PROBLEM DESCRIPTION |
Please rewrite the records below, replacing every "space-separated" with "comma-separated" and leaving everything else unchanged.

INFORMATION PROVIDED |
↓↓↓

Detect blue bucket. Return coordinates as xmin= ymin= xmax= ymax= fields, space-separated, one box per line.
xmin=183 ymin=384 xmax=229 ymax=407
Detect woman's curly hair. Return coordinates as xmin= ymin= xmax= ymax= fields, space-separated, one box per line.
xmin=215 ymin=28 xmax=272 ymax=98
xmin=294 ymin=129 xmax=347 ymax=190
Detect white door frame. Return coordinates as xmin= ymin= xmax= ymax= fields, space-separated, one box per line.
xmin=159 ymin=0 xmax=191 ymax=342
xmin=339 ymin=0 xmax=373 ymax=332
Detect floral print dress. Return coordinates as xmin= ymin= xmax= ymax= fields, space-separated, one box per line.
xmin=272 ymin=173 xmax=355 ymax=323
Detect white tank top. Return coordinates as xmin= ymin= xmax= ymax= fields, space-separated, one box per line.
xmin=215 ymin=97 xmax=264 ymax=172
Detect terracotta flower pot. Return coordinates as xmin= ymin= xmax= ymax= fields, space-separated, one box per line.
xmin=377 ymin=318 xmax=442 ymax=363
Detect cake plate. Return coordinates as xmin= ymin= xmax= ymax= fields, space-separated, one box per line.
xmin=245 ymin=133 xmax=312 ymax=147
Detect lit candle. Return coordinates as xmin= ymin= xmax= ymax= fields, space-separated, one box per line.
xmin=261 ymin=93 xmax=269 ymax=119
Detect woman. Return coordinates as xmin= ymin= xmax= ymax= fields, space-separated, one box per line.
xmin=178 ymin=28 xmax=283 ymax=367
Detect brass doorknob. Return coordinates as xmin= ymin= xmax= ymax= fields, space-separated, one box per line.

↑↑↑

FULL ANSWER |
Detect blue bucket. Return coordinates as xmin= ymin= xmax= ymax= fields, comma-separated, one box per line.
xmin=183 ymin=384 xmax=229 ymax=407
Detect woman's curly hair. Return coordinates as xmin= ymin= xmax= ymax= fields, comma-separated, one box per line.
xmin=215 ymin=28 xmax=272 ymax=98
xmin=294 ymin=129 xmax=347 ymax=190
Detect white door frame. Return coordinates as xmin= ymin= xmax= ymax= fields, comma-separated, one box per line.
xmin=159 ymin=0 xmax=191 ymax=342
xmin=339 ymin=0 xmax=373 ymax=332
Detect floral print dress. Return coordinates as xmin= ymin= xmax= ymax= fields, comma-separated, one box per line.
xmin=272 ymin=173 xmax=355 ymax=323
Detect white tank top. Return coordinates as xmin= ymin= xmax= ymax= fields, comma-separated, one box per line.
xmin=215 ymin=97 xmax=264 ymax=172
Detect terracotta flower pot. Return coordinates as xmin= ymin= xmax= ymax= fields, comma-separated, one box per line.
xmin=377 ymin=318 xmax=442 ymax=363
Detect cake plate. Return coordinates as xmin= ymin= xmax= ymax= fields, comma-separated, one box per line.
xmin=245 ymin=133 xmax=312 ymax=147
Detect lit candle. Return coordinates as xmin= ymin= xmax= ymax= fields, comma-separated, one box per line.
xmin=261 ymin=93 xmax=269 ymax=119
Detect woman. Return coordinates as xmin= ymin= xmax= ymax= fields, comma-separated, one box per line.
xmin=178 ymin=28 xmax=283 ymax=367
Detect brass doorknob. Return coordinates as xmin= ymin= xmax= ymax= fields, comma-separated, one box per line.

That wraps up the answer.